__Task objective__: Reproduce every line of the items from the line containing "As a warehouse robot's perception module, locate dirt" up to and including the last line of the items, requests included. Scale each bounding box coordinate in the answers by 2.25 and round it to a whole number, with halves going up.

[begin Data supplied]

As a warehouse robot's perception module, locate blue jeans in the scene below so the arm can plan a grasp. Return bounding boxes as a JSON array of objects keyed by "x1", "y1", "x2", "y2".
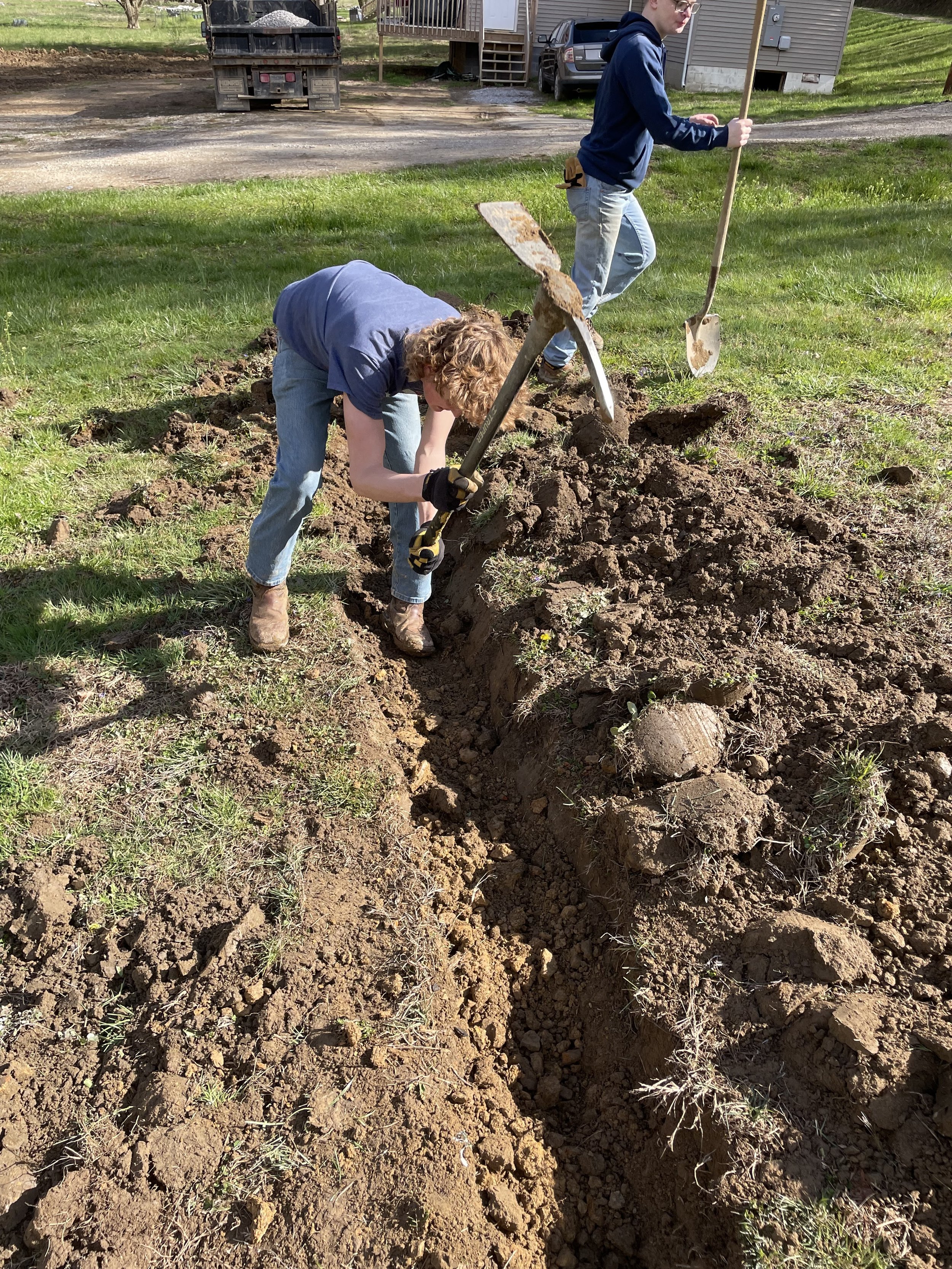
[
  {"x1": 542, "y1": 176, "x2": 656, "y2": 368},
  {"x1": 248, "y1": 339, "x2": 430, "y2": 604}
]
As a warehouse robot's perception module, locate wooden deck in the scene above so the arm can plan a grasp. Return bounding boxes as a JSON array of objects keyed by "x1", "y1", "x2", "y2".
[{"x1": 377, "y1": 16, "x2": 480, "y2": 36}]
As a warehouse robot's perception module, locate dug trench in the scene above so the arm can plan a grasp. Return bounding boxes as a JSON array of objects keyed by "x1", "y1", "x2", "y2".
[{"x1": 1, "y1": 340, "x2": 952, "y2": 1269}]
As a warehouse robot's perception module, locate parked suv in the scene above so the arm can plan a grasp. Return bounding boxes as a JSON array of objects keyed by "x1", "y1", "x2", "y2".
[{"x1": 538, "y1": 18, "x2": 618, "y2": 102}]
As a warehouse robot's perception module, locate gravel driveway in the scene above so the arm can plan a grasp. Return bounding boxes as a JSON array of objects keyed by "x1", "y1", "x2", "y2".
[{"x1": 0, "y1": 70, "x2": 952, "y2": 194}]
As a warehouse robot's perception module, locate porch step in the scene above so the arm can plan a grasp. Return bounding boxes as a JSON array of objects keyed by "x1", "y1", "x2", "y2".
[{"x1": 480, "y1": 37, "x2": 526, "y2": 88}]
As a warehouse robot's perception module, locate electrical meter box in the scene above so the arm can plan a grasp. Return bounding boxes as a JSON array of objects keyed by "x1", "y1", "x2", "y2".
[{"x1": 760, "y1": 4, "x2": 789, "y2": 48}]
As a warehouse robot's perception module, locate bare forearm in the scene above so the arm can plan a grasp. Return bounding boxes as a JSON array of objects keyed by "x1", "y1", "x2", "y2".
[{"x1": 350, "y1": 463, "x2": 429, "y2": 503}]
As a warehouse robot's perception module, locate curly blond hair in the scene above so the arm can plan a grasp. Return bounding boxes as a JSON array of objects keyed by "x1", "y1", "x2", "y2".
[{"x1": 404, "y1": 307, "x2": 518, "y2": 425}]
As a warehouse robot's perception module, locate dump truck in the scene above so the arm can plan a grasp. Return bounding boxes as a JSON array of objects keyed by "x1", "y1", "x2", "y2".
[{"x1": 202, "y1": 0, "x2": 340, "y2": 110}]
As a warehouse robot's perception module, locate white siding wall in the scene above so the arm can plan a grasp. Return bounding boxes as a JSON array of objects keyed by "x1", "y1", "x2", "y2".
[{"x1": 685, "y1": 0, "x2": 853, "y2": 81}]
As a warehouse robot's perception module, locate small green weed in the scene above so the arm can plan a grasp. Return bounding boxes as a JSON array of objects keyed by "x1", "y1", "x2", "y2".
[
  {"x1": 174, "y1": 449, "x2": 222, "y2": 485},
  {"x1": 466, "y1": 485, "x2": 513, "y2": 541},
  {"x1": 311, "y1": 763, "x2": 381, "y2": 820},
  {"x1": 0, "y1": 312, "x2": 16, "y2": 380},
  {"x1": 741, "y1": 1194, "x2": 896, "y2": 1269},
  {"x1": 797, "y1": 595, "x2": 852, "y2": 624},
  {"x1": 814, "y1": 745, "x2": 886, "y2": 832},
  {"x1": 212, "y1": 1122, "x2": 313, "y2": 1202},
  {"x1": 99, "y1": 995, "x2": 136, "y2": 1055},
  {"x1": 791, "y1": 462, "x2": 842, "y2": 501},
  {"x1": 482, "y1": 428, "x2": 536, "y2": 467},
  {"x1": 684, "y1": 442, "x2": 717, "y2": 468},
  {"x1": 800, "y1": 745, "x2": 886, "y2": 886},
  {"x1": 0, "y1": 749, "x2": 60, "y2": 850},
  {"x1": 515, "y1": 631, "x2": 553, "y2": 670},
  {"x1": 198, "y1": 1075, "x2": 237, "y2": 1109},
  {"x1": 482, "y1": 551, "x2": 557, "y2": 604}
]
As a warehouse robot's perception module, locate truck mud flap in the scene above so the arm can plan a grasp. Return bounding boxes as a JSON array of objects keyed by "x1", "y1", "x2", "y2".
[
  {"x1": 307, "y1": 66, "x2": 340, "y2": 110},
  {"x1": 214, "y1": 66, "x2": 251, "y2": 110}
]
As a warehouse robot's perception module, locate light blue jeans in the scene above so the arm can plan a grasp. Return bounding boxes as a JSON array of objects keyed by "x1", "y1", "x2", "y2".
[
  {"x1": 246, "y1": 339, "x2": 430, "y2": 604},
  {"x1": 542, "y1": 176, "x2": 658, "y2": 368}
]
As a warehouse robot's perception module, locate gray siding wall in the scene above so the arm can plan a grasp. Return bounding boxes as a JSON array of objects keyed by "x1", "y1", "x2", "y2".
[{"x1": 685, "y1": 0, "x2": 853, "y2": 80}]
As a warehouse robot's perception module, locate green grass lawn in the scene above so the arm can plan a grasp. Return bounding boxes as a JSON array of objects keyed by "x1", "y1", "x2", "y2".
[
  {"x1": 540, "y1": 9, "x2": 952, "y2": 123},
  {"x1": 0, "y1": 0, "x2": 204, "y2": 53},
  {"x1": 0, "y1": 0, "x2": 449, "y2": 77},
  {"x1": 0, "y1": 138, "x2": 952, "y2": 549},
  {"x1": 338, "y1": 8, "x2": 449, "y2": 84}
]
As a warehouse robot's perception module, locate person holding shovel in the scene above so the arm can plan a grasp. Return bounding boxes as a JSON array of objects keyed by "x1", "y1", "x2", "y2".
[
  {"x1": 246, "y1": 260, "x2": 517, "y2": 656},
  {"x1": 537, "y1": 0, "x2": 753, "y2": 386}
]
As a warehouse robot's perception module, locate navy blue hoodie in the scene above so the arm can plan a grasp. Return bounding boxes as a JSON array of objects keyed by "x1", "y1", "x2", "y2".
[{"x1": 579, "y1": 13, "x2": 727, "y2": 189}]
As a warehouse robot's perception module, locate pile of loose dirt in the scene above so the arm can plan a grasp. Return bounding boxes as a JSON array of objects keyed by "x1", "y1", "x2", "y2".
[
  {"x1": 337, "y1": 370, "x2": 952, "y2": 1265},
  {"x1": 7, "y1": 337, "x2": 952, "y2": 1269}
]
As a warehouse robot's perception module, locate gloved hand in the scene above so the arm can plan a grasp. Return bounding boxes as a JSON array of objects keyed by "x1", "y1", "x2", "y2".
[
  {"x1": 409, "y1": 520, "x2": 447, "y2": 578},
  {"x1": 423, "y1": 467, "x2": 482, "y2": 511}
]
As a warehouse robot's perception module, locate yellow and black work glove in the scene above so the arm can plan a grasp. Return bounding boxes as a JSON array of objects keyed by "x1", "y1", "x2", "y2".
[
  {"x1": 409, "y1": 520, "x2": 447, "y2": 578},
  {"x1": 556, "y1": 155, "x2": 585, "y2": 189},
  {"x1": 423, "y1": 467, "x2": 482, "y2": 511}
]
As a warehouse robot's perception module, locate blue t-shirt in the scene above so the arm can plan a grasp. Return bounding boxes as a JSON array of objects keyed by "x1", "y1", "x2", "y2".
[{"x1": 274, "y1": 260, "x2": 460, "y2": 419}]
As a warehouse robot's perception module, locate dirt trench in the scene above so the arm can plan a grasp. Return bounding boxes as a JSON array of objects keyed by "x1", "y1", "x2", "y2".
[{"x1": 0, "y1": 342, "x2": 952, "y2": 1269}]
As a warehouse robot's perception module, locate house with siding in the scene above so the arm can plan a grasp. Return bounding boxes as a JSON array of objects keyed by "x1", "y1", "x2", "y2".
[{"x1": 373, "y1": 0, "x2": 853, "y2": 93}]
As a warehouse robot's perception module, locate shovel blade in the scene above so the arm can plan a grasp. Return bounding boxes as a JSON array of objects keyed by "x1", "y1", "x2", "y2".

[end Data supplied]

__Result of the exercise__:
As a warehouse robot's perception module, locate dirt trench in the scene above so the arm can plan a grasp. Return bounding boxes as a JSON array of objects keyed by "x1", "y1", "x2", "y2".
[{"x1": 0, "y1": 770, "x2": 2142, "y2": 2855}]
As a warehouse robot's perception module, locate house with siding in the scene above so the arm can plan a grasp. Return bounding boxes as a JSON array of objects keyed by "x1", "y1", "x2", "y2".
[{"x1": 839, "y1": 0, "x2": 1919, "y2": 209}]
As a warehouse robot's perception module, locate shovel blade in the scene above so the arm can plan a grasp. Return bounding boxes as a JSON array of objects keyed by "x1", "y1", "x2", "y2".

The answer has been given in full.